##### FRAGMENTO DEL TEXTO #####

Mi suegra me ofrece un chuletón impagable y una sopa de fideos en su cocina de barrio obrero, empapelada con garabatos de sus siete nietos y su biznieta. Huele a grasa derretida y a detergente. El neón blanco se derrama por su cara enjuta de quimio, la piel se le pega al hueso malar pero el azul de los ojos se tiene en pie igual que el primer día que la vi, algo más licuado, lavado por la desdicha. La dejo discurrir mientras mastico, sé que pasa tiempo sola y le encanta descargarme las novedades.
Me cuenta de su nieta, de su nueva casa, con un patio hermoso, señala, donde ha puesto la lavadora. Hermoso es grande, traduzco en mi cabeza, un patio amplio en el que colocar maravillas: plantas, tumbonas, una tienda de campaña para la niña; mi imaginación ya ha amueblado ese patio. Pero una lavadora. Lavadora secadora, apostilla mi suegra, y veo esa lavadora absorbiendo el sol del mediodía, el que rebota en las baldosas claras y multiplica la luz, la dicha de vivir, la dicha de vivir en una casa con patio en un pueblo mediterráneo.

##### DATOS PROPORCIONADOS #####

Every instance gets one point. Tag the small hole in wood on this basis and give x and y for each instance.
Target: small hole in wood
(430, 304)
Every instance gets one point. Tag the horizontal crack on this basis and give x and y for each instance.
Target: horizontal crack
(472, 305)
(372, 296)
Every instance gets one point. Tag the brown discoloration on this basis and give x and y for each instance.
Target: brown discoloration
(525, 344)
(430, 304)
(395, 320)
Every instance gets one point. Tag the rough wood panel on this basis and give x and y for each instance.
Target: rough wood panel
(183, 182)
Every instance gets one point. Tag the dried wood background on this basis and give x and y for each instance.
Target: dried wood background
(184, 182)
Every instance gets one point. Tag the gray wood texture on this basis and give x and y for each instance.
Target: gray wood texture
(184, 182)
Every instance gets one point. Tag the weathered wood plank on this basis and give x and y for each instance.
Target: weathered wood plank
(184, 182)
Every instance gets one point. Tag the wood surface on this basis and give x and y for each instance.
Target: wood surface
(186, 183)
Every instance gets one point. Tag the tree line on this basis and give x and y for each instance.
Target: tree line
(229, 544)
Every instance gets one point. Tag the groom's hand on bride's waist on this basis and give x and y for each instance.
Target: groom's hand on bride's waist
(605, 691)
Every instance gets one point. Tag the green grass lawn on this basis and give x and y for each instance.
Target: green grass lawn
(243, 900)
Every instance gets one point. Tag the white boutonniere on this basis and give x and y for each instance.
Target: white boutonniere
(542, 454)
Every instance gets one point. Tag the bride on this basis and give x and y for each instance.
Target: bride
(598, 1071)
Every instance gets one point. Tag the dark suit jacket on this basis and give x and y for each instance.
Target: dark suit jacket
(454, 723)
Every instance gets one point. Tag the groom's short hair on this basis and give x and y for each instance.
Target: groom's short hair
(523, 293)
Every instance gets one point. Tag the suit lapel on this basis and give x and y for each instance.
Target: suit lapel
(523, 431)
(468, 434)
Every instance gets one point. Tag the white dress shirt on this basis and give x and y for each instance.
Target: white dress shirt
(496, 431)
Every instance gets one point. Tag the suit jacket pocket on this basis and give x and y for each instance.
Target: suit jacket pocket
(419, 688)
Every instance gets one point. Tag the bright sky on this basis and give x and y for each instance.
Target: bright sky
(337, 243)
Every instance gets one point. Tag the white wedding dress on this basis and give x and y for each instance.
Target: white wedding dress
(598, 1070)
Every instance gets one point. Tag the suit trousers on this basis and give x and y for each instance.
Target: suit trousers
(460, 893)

#####

PREGUNTA BREVE 1: Según el fragmento, ¿dónde ha puesto la lavadora la nieta de la suegra?
PREGUNTA BREVE 2: En los registros, renombra "suit trousers" como "black trousers" empezando en la línea que contiene "Every instance gets one point. Tag the bright" y terminando al final de los registros. Muestra solo esa parte.

RESPUESTA COMPLETA 1: En el patio de su nueva casa.

RESPUESTA COMPLETA 2:
Every instance gets one point. Tag the bright sky on this basis and give x and y for each instance.
Target: bright sky
(337, 243)
Every instance gets one point. Tag the white wedding dress on this basis and give x and y for each instance.
Target: white wedding dress
(598, 1070)
Every instance gets one point. Tag the black trousers on this basis and give x and y for each instance.
Target: black trousers
(460, 893)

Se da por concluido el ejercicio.